*YOUR INSTRUCTIONS*: Set down all of the data that follows word for word, without the images.

*STORED ROWS*:
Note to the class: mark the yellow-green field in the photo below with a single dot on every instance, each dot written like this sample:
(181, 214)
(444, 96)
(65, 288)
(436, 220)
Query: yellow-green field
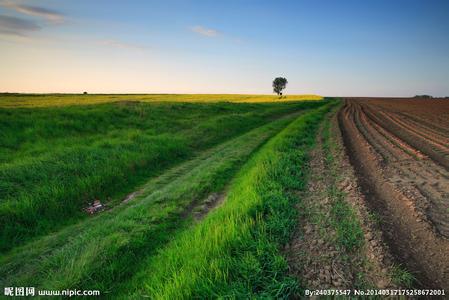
(43, 100)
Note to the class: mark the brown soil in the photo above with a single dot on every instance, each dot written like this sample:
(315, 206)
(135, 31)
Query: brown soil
(314, 255)
(400, 149)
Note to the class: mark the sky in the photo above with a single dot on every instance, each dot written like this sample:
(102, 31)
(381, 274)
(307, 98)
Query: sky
(327, 47)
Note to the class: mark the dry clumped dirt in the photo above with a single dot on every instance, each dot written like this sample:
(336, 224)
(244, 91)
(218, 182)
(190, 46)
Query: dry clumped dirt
(313, 255)
(400, 149)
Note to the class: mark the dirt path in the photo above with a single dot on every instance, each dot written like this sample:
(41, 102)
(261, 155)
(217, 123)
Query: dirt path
(317, 255)
(403, 173)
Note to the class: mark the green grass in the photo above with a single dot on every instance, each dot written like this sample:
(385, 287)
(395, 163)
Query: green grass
(44, 100)
(234, 251)
(103, 252)
(54, 160)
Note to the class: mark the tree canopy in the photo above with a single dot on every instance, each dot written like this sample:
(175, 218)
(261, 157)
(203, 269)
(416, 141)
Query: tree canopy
(279, 83)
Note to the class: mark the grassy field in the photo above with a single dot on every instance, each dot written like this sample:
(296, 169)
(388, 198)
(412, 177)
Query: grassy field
(40, 100)
(175, 156)
(56, 160)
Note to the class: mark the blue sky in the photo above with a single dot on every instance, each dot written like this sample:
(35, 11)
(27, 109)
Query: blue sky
(372, 48)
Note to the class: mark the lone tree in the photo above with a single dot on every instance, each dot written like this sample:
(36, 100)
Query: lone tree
(279, 84)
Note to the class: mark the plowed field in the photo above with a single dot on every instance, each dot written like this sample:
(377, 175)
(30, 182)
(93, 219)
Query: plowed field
(400, 149)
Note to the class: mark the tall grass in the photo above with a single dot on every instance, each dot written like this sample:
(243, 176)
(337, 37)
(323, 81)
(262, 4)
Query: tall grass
(44, 100)
(103, 252)
(234, 252)
(53, 161)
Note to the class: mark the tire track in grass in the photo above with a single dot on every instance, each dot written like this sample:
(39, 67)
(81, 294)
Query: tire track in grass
(235, 250)
(104, 251)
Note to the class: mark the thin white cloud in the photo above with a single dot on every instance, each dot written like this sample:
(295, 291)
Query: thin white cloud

*THE SOLUTION*:
Note to the class: mark the yellow-green field in the photo below with a single dot on every instance, each dot written like this sample:
(181, 214)
(444, 96)
(65, 288)
(436, 220)
Query: yellow-green field
(43, 100)
Note to the class: mark the brown soil in the photo above with a single dot on every instance, each dot written like this sample:
(315, 206)
(135, 31)
Query: brown soil
(314, 255)
(400, 149)
Note to the class: mark the sky in the photo above with a single dot on every instance, each dot written like this sample:
(102, 31)
(381, 274)
(307, 98)
Query: sky
(327, 47)
Note to the class: mark the dry clumped dirt in the photo above with a single dot on every instance, each dot written like this sample:
(336, 224)
(244, 91)
(218, 182)
(190, 46)
Query: dry clumped dirt
(313, 255)
(400, 149)
Note to the class: mark the dirt path in the photo above with a single dot on every instance, each dot written like this sample:
(41, 102)
(261, 155)
(217, 123)
Query: dirt path
(317, 255)
(403, 173)
Note to the class: mark the green grass in the photo above with a single dot on every instance, each dot written like this sample:
(385, 287)
(395, 163)
Query: green grass
(44, 100)
(234, 251)
(103, 252)
(54, 160)
Note to the class: mark the tree canopy in the photo above with a single dot on every instance, each dot written like this sample:
(175, 218)
(261, 157)
(203, 269)
(416, 141)
Query: tree canopy
(279, 83)
Note to the class: mark the grassy field in the photo above with a single dot on every instance, each dot written like this sample:
(296, 169)
(388, 198)
(412, 177)
Query: grassy field
(40, 100)
(175, 156)
(56, 160)
Note to the class: mark the blue sky in the photo above with a single dot on every instance, each dot written like this sample:
(35, 11)
(27, 109)
Query: blue sky
(372, 48)
Note to the class: mark the lone tree in the photo above with a single dot on every instance, each dot written like this sample:
(36, 100)
Query: lone tree
(279, 84)
Note to the class: mark the plowed field in the photo above with a single dot on every instance, each dot written like this sample:
(377, 175)
(30, 182)
(93, 219)
Query: plowed field
(400, 149)
Note to the class: mark the tall grass in the photo above with a single dot on every instance, each dot written like this sample:
(243, 176)
(337, 37)
(323, 81)
(262, 4)
Query: tall grass
(44, 100)
(103, 252)
(234, 252)
(53, 161)
Note to the class: mark the tire track in grass in the photo above with a single dot on every instance, each dot written like this sample:
(39, 67)
(81, 294)
Query: tire track in grass
(235, 250)
(104, 251)
Note to the class: mark the thin white cloud in the photo above with a single dot on every instance, each dot written like this sample:
(295, 291)
Query: thin white cloud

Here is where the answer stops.